## Problem details
Can you write out the records word for word, from their start through the line holding "positive clicks: (1627, 904)", inclusive?
(Supplied records)
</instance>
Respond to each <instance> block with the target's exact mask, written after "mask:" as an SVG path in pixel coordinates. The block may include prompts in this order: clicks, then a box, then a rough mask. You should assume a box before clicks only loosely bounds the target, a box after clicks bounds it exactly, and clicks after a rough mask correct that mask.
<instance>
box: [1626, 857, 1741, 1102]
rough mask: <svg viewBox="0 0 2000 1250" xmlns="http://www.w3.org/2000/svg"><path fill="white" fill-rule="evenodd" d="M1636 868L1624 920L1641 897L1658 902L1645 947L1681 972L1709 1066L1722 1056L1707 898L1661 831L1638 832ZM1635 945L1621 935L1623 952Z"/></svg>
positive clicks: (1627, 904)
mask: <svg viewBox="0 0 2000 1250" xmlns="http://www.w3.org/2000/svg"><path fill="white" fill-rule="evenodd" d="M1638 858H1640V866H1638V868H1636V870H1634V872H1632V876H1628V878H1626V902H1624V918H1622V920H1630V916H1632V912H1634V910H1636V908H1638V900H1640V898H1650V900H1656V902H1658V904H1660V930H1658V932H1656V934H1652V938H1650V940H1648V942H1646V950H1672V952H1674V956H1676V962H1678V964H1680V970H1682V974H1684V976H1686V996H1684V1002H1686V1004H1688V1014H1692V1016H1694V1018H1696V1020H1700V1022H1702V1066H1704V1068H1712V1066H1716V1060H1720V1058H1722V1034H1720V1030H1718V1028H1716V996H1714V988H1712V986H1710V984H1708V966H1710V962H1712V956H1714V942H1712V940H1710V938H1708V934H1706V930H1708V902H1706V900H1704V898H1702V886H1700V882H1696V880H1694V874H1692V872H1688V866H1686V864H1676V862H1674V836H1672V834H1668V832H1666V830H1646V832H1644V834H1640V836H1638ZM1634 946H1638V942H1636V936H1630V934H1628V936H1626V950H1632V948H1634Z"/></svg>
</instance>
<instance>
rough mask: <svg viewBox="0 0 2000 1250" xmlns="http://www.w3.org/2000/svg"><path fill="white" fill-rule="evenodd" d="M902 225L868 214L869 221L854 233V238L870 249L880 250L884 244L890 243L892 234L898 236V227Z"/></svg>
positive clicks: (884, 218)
(End Supplied records)
## Response
</instance>
Respond to each <instance> block with the target's exact mask, written after "mask:" as an SVG path in pixel coordinates. The block may include prompts in this order: clicks, then a box, then a rough mask. You should assume a box before clicks only loosely bounds the target, a box after clicks bounds it exactly, and clicks after a rough mask correct that mask.
<instance>
box: [1626, 857, 1741, 1102]
rough mask: <svg viewBox="0 0 2000 1250" xmlns="http://www.w3.org/2000/svg"><path fill="white" fill-rule="evenodd" d="M1636 868L1624 920L1641 897L1658 902L1645 947L1681 972L1709 1066L1722 1056L1707 898L1661 831L1638 832ZM1635 945L1621 935L1623 952Z"/></svg>
positive clicks: (1627, 904)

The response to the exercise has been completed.